_DOCUMENT TEXT_:
Texas has historically been one of the states most stringently against the legalization of marijuana. Neither recreational nor medical marijuana is legal in the state of Texas. Texas shares the federal government’s view of classifying marijuana as a Schedule 1 substance with a high potential for abuse and no recognized medicinal values. As of July 10th, 2019, however, Texas lawmakers may have accidentally decriminalized marijuana with House Bill 1325 in an attempt to legalize the production of hemp.

What Is House Bill 1325?

House Bill (HB) 1325 is a piece of legislation relating to the production of industrial hemp and hemp-related products in Texas. Hemp comes from the cannabis plant but contains a small amount of tetrahydrocannabinol (THC) compared to marijuana. It is a versatile crop that could bring in a great deal of money if the state were to legalize farming and processing hemp. It is the legalization of hemp state lawmakers intended with the passing of HB 1325, or the Hemp Farming Act.

_USING THE INFORMATION_:
**A)** Using the article on Texas marijuana law, say whether each statement agrees with it: (i) Medical marijuana is legal in Texas. (ii) Hemp has less THC than marijuana. (iii) House Bill 1325 is also known as the Hemp Farming Act. Give yes or no for each, with the deciding words from the article quoted exactly.
**B)** In the article on Texas marijuana law, as of what date might Texas lawmakers have accidentally decriminalized marijuana?
You don't need the entries to do this.

_MATERIAL PROVIDED_:
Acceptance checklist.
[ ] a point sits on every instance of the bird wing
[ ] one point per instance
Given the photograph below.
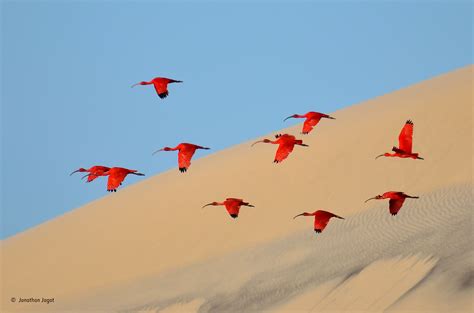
(321, 219)
(395, 205)
(309, 123)
(184, 157)
(97, 172)
(161, 88)
(284, 149)
(91, 177)
(405, 139)
(232, 206)
(115, 180)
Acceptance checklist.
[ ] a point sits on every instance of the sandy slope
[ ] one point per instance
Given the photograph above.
(151, 247)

_RESULTS OF THE EXERCISE_:
**A)**
(i) No: "Neither recreational nor medical marijuana is legal in the state of Texas."
(ii) Yes: "contains a small amount of tetrahydrocannabinol (THC) compared to marijuana"
(iii) Yes: "HB 1325, or the Hemp Farming Act"

**B)** July 10th, 2019